→ **YOUR ASSIGNMENT**:
Please repeat, exactly and with nothing extra, the line containing "Annotation guideline: for each instance of the stone block" and every line after it up to the end of the material.

→ **GIVEN DATA**:
◇ ◇ ◇ ◇ ◇ ◇ ◇
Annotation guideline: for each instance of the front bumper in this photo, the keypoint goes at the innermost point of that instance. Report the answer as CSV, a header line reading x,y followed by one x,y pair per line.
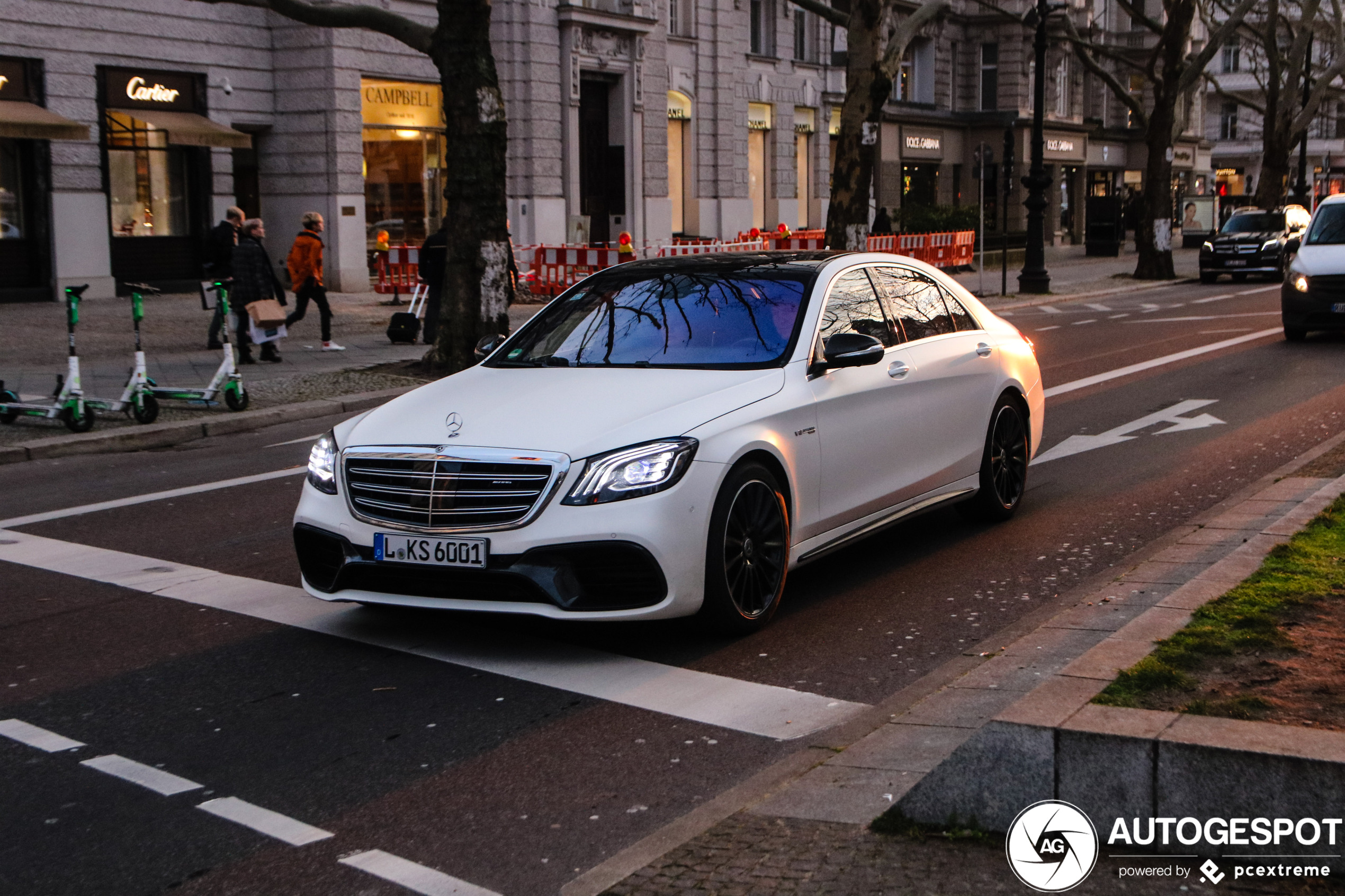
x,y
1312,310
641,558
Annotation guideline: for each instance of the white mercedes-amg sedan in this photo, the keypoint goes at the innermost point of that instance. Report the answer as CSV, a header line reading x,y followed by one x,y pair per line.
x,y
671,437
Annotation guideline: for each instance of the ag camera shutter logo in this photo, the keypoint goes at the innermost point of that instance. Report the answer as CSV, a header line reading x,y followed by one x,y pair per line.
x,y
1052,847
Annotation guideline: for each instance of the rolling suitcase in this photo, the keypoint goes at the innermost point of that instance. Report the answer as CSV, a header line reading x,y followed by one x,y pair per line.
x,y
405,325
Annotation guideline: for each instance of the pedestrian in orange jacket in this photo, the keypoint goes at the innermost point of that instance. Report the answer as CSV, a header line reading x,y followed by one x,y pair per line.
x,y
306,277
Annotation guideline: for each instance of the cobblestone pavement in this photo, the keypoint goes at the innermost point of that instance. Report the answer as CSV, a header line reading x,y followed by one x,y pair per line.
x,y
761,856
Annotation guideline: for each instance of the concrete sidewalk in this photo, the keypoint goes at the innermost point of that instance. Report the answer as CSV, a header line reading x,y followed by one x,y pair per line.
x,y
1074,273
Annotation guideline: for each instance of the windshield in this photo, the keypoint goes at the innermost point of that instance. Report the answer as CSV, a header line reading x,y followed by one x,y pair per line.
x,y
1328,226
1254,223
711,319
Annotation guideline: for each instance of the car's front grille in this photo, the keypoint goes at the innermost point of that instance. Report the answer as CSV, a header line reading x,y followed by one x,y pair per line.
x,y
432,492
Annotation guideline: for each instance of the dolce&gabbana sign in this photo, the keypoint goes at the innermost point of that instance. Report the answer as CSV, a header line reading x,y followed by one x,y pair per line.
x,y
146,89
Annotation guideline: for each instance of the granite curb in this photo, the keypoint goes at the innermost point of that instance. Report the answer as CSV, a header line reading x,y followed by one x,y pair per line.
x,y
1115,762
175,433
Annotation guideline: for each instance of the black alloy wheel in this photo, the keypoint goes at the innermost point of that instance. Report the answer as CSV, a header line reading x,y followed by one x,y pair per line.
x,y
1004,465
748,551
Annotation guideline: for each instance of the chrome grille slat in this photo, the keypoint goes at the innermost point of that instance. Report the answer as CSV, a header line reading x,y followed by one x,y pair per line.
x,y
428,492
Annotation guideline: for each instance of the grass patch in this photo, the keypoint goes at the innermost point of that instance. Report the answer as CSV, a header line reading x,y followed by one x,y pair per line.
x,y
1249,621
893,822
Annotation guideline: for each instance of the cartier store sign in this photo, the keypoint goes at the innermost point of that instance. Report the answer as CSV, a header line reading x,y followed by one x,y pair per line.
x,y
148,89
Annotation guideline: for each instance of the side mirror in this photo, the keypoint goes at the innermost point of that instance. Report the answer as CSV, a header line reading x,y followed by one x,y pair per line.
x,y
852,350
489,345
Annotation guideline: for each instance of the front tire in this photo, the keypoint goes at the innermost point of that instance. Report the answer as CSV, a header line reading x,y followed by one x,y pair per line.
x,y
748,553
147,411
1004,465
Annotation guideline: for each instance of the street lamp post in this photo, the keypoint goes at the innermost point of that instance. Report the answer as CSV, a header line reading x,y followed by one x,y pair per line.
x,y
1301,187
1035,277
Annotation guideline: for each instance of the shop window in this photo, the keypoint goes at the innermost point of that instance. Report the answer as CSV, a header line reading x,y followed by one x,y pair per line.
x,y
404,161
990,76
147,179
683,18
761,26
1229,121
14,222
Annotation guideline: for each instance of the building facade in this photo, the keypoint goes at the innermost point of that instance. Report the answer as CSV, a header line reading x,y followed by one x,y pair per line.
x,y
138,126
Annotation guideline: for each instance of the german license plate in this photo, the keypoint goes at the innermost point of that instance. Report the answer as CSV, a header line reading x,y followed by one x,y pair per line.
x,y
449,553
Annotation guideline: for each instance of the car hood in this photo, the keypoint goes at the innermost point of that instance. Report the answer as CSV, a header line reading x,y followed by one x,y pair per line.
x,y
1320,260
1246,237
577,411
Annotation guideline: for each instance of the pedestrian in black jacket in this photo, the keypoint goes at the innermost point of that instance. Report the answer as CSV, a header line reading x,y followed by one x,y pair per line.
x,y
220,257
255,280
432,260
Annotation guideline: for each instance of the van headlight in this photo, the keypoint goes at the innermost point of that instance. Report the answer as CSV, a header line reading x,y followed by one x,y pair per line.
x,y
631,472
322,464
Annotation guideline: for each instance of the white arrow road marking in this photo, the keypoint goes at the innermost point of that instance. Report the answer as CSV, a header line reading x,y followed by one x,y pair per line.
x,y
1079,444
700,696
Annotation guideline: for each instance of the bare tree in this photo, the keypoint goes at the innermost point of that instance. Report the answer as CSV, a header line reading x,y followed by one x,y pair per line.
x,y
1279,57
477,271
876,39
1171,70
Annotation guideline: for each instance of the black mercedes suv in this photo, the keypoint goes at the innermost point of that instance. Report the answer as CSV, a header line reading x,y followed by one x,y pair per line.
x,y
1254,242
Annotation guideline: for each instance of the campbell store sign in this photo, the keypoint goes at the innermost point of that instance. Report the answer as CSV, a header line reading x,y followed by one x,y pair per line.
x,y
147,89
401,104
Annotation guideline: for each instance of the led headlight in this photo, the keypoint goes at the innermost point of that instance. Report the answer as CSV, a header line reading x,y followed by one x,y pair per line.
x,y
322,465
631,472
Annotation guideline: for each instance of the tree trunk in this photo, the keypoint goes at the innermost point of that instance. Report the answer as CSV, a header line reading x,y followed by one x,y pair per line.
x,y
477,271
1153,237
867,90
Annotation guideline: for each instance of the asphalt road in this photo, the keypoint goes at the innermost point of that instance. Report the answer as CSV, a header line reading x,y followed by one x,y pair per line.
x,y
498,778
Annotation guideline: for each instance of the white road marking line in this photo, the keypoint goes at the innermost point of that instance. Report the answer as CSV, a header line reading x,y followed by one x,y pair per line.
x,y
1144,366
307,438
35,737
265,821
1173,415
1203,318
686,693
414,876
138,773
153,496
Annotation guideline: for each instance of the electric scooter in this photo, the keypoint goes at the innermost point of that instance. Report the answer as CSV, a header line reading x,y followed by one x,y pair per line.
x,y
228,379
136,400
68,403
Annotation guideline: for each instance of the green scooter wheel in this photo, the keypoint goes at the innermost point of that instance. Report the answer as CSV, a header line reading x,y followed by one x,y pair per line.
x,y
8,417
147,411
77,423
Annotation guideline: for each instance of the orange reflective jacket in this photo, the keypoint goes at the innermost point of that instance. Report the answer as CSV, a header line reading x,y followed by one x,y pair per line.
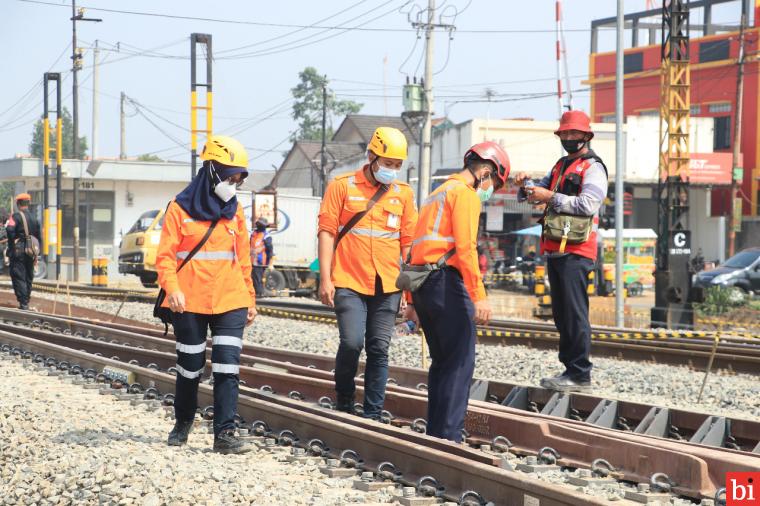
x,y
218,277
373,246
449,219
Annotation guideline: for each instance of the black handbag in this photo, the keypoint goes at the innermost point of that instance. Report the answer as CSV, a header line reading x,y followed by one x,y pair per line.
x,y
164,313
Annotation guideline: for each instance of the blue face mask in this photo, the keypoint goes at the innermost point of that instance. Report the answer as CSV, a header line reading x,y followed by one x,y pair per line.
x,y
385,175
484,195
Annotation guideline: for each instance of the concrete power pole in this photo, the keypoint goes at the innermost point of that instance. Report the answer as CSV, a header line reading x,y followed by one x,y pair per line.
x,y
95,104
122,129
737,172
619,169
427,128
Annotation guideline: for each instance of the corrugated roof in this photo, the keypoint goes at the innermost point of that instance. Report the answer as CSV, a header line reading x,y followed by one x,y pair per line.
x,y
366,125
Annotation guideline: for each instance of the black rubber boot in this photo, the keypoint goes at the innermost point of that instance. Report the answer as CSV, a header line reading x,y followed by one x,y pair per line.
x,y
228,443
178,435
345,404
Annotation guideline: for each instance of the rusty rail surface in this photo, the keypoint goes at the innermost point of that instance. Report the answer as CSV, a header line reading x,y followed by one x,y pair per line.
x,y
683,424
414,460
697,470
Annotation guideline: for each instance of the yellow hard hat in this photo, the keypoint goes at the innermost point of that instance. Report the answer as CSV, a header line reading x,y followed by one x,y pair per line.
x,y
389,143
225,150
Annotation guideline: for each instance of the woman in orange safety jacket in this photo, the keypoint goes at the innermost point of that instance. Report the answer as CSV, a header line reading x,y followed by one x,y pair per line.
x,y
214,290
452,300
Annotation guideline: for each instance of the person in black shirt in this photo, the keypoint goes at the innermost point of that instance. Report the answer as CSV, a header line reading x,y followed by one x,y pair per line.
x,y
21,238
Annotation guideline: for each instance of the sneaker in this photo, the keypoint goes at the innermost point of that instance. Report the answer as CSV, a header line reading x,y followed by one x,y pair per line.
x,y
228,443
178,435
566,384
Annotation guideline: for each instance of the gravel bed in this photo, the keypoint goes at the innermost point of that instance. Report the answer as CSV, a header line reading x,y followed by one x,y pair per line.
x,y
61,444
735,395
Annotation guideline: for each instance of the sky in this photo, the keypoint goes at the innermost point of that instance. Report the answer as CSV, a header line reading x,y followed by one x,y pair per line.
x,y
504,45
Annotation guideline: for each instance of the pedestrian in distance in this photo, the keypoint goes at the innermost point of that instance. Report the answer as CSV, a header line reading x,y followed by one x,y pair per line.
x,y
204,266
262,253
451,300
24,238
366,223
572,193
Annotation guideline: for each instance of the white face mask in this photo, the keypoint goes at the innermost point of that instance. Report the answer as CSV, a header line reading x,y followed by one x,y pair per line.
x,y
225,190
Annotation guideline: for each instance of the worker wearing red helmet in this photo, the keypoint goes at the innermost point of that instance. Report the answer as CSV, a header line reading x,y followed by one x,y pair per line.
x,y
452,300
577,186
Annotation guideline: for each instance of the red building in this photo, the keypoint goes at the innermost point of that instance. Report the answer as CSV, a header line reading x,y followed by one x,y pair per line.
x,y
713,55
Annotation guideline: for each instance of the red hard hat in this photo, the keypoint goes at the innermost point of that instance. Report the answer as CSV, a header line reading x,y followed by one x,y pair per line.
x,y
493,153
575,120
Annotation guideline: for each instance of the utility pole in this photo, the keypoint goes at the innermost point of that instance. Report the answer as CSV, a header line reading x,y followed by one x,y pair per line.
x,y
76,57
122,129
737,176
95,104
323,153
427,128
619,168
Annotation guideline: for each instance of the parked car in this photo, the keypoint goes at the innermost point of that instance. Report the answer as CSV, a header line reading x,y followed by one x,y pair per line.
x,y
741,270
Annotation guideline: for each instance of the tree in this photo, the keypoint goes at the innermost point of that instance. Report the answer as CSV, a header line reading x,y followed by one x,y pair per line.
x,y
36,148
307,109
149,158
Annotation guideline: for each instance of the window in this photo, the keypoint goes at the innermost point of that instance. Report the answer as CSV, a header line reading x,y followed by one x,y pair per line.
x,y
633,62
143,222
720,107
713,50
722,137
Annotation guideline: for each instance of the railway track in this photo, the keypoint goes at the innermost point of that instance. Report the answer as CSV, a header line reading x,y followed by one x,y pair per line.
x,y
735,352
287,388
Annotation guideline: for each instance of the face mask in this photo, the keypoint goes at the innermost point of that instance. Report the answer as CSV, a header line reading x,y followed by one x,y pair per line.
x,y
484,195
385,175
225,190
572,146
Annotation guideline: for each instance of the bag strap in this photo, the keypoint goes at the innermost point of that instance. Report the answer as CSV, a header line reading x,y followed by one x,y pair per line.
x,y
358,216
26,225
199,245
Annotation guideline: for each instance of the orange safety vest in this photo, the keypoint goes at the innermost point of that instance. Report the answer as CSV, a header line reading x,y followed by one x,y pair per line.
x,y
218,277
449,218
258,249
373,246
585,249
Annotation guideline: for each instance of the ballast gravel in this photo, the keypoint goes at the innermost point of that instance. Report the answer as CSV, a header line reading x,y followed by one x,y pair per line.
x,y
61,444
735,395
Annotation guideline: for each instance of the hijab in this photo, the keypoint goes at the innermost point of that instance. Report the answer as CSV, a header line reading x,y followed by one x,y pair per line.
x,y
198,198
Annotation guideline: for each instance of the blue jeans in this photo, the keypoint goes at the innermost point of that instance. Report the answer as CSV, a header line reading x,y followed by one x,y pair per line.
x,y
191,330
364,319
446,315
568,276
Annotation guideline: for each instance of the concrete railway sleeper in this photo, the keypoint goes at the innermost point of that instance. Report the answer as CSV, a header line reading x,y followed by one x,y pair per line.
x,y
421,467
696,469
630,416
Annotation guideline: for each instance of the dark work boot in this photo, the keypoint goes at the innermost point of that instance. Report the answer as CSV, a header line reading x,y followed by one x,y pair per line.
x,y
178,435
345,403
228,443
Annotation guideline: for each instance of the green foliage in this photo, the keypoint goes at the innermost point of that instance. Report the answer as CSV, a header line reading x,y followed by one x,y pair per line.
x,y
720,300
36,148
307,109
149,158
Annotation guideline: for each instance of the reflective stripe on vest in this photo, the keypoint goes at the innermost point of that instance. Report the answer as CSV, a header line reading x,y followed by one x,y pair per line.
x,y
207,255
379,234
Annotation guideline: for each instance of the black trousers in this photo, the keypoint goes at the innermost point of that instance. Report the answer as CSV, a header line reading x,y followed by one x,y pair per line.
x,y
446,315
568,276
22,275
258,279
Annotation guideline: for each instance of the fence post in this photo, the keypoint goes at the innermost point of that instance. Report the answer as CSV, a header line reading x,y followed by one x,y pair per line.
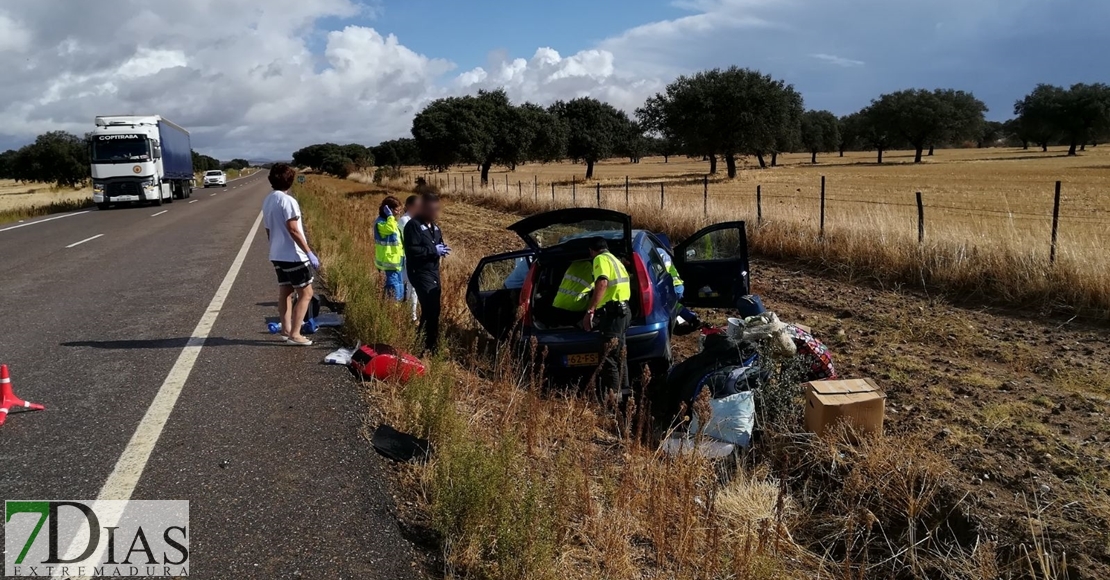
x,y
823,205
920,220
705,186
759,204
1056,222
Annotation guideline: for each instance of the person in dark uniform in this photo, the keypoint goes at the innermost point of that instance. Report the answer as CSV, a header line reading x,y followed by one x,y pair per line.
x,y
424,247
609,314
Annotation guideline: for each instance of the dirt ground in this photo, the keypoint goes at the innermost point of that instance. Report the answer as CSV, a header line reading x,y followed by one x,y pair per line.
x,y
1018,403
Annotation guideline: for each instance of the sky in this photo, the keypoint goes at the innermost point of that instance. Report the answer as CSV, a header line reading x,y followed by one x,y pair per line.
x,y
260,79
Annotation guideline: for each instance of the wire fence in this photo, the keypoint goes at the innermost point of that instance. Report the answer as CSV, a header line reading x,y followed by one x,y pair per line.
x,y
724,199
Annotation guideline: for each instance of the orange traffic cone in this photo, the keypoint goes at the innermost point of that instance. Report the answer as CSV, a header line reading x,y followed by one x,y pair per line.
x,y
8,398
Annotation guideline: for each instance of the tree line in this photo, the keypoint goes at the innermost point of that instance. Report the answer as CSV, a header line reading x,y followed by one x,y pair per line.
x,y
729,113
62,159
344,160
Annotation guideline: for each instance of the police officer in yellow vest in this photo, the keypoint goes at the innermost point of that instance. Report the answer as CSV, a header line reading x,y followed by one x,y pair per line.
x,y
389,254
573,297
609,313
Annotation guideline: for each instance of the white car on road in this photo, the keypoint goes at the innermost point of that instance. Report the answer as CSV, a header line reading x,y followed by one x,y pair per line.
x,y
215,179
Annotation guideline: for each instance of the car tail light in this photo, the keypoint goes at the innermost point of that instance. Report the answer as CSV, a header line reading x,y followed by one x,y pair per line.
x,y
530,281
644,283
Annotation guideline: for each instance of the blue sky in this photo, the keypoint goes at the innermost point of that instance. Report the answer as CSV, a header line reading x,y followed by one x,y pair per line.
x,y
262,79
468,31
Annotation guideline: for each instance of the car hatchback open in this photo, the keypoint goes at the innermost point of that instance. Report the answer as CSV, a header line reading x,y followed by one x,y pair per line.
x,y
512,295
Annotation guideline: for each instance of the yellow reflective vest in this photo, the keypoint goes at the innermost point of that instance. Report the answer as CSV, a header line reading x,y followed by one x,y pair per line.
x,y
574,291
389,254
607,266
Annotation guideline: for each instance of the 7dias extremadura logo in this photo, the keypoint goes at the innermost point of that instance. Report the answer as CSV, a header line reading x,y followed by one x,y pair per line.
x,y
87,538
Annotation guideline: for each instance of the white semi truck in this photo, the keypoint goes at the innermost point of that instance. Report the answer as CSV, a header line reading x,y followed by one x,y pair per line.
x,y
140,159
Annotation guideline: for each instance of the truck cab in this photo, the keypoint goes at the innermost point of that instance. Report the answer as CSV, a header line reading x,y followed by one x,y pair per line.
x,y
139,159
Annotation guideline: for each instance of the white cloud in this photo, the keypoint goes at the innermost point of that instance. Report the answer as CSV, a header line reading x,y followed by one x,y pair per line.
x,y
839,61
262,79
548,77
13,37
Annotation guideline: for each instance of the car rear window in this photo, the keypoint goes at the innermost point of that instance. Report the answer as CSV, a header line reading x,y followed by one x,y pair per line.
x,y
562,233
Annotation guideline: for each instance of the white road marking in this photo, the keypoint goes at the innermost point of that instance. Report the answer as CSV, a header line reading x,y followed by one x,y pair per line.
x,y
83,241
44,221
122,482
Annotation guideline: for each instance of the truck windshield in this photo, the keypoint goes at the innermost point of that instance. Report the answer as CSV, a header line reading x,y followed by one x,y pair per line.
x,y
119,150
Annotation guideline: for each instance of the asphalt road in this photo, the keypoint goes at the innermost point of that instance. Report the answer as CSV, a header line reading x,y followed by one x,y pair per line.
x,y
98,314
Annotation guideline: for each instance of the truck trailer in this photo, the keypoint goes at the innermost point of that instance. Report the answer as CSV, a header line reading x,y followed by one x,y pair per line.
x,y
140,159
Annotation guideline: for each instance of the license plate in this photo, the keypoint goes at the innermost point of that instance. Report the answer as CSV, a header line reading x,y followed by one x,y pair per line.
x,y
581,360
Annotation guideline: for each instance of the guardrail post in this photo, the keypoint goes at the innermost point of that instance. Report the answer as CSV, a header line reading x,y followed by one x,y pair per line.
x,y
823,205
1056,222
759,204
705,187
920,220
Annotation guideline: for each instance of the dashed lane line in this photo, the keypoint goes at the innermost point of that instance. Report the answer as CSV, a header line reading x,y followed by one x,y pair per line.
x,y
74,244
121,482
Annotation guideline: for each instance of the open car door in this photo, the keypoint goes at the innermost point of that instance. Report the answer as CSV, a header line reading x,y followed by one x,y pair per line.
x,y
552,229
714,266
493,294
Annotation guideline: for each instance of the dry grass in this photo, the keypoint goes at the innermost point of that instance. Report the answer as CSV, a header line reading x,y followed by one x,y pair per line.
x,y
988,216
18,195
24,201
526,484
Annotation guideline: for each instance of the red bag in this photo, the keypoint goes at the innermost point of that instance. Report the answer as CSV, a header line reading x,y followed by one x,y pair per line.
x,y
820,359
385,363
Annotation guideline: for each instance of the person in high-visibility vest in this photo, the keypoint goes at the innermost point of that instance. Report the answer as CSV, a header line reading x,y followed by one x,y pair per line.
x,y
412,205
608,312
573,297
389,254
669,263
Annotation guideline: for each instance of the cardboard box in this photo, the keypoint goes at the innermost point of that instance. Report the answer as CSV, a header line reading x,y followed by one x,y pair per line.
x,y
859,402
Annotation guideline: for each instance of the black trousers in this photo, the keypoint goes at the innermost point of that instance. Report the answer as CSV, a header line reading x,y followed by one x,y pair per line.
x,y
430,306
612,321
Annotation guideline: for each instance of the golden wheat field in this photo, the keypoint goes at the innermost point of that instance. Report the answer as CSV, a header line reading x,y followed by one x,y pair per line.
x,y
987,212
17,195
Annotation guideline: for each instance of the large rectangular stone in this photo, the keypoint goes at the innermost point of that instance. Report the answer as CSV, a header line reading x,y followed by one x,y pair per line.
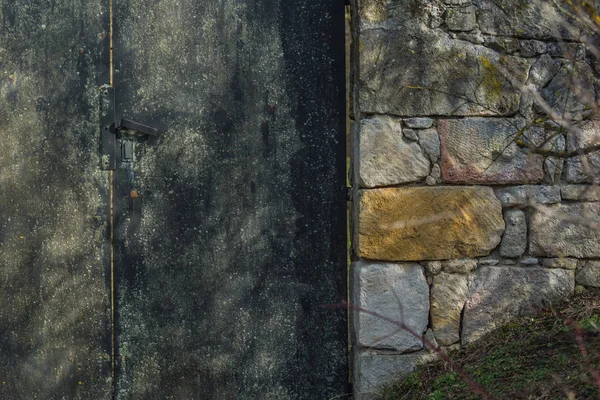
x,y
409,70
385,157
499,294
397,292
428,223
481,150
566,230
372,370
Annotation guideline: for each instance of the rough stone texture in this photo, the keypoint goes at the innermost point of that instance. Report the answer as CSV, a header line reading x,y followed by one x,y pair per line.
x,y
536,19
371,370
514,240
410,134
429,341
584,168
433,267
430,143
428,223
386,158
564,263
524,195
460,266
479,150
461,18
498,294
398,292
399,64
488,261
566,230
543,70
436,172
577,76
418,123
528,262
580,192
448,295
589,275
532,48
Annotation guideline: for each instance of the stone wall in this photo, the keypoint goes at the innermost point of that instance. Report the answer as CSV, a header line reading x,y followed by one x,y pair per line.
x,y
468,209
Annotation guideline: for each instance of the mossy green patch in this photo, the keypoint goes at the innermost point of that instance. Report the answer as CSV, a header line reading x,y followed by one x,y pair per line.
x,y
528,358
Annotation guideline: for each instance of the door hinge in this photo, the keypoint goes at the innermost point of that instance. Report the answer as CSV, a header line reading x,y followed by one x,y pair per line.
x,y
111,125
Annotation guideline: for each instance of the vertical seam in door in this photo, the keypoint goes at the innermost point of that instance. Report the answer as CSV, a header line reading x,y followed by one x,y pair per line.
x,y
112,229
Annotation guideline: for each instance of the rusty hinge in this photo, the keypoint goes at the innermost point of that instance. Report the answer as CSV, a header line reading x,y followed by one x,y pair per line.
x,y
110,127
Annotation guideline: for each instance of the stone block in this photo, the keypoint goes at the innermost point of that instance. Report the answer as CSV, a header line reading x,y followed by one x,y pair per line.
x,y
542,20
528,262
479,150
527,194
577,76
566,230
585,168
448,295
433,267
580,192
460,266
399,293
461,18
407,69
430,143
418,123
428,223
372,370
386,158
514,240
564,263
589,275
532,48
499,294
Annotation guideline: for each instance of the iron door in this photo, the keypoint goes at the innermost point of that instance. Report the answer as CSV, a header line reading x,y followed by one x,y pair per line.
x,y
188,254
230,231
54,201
◇ ◇ ◇ ◇ ◇ ◇ ◇
→ **FINAL ANSWER**:
Annotation guideline: for each instance of the stone block in this photo, the keypoint goes at the innermost point of that instance. Report the answer as CSV, a header line reading x,y followed by one x,y pair per line.
x,y
542,20
528,262
479,150
527,194
577,76
566,230
585,168
448,295
433,267
580,192
460,266
399,293
461,18
407,69
430,143
418,123
428,223
372,370
386,158
514,240
564,263
589,275
532,48
499,294
Annotation guideline: for each instance of the iron door in this photo, the keypoint goes at the innermost point of that instance. Report the answer as CSV, a header line reading x,y followed by one x,y pair per line.
x,y
188,254
230,231
54,201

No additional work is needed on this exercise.